▶ _Provided records_
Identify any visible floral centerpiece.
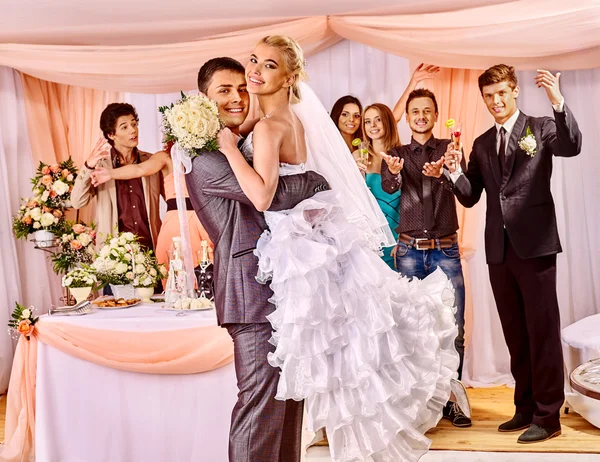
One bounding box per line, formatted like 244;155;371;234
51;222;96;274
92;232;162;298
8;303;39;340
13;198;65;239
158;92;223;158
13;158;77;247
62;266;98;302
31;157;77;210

--

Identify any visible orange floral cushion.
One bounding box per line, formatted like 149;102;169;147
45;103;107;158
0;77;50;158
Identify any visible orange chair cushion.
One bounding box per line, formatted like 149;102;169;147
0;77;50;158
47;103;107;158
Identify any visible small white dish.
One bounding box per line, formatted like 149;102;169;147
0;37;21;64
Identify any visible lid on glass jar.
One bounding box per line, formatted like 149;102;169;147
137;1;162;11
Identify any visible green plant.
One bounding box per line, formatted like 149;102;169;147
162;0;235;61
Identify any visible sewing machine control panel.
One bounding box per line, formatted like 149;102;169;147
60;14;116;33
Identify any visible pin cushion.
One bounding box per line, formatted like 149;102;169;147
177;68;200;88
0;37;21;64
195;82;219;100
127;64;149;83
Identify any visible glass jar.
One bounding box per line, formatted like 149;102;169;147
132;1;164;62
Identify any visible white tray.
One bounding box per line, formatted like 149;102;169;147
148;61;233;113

▶ _Exercise goal_
Put the lines of the listing between the line containing "Identify any visible green plant." and the line containing "127;64;149;83", inclusive, into a JSON list of strings with one string per line, omitting blank lines.

▶ _Complete response_
[
  "Identify any visible green plant.",
  "One bounding box per line, formatted like 149;102;169;147",
  "162;0;235;61",
  "Identify any visible sewing machine control panel.",
  "One bounding box per line, formatted like 149;102;169;147",
  "60;14;116;33",
  "Identify any visible pin cushion.",
  "One bounding box per line, formatted like 149;102;169;147",
  "177;68;200;88",
  "0;37;21;64",
  "195;82;219;100",
  "127;64;149;83"
]